SELECTED EXTRACT

-- begin --

# Maximal solution to ODE

1. Mar 11, 2010

### zpconn

Note: this has been edited to fix a typo.

1. The problem statement, all variables and given/known data

The problem is to find the maximum solution on all of R of the differential equation dy/dt = t * y^(1/3) subject to the initial-value conditoin y(1) = -1.

2. Relevant equations

3. The attempt at a solution

This equation is not subject to the conclusion of Picard's standard existence and uniqueness theorem since t * y^(1/3) is not Lipschitz in the y variable. But the existence of a solution is guaranteed by Peano's theorem. Further, it's proved in the theory of ODEs that there will be a maximum solution--a solution that is greater than or equal to all others at all points.

By separation of variables it's easy to find a particular solution and then use the initial condition to find the value of the constant that emerges in the process. But as for finding the maximum solution I don't know where to begin.

Any help would be greatly appreciated!

Last edited: Mar 12, 2010
2. Mar 12, 2010

### Staff: Mentor

Don't you mean dy/dt = y*t^(1/3)?

-- end --

SET EXERCISE A
Locate every line of the records that contains the string "Target", and copy each of those lines. Matching is case-sensitive.
The forum thread on the ODE and the records are independent of each other.

[Records of labeled points]
-- begin --

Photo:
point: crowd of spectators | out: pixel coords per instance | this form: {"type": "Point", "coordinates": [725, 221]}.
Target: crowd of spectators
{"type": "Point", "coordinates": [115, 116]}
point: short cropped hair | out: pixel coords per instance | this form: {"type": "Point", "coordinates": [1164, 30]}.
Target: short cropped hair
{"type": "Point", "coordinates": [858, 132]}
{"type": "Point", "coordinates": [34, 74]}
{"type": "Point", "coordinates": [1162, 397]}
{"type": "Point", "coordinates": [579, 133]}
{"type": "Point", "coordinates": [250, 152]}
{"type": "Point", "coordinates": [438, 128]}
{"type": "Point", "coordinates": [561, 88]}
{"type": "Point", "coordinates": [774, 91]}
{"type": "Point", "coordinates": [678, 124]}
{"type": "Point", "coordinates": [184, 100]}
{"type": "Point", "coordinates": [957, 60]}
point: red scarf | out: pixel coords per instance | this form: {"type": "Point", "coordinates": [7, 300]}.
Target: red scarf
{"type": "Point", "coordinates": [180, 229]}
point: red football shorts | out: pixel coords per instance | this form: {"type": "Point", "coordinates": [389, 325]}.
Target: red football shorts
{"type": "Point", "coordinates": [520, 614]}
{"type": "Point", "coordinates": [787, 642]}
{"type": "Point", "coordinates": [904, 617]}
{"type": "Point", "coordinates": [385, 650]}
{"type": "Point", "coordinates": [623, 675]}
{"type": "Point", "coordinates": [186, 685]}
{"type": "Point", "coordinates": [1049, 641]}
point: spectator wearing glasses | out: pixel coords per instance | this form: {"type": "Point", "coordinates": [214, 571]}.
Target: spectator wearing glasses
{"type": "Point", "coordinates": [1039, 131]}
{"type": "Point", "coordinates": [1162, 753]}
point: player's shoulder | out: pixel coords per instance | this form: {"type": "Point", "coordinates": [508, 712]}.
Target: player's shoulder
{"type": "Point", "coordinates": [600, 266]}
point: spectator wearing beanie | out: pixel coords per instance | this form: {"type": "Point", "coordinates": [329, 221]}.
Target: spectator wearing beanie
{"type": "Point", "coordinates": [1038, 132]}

-- end --

SET EXERCISE B
List all the numbered section headings that the opening post of the ODE thread uses to organize the problem.

FINAL RESULT A
Target: crowd of spectators
Target: short cropped hair
Target: red scarf
Target: red football shorts
Target: spectator wearing glasses
Target: player's shoulder
Target: spectator wearing beanie

FINAL RESULT B
The problem statement, all variables and given/known data
Relevant equations
The attempt at a solution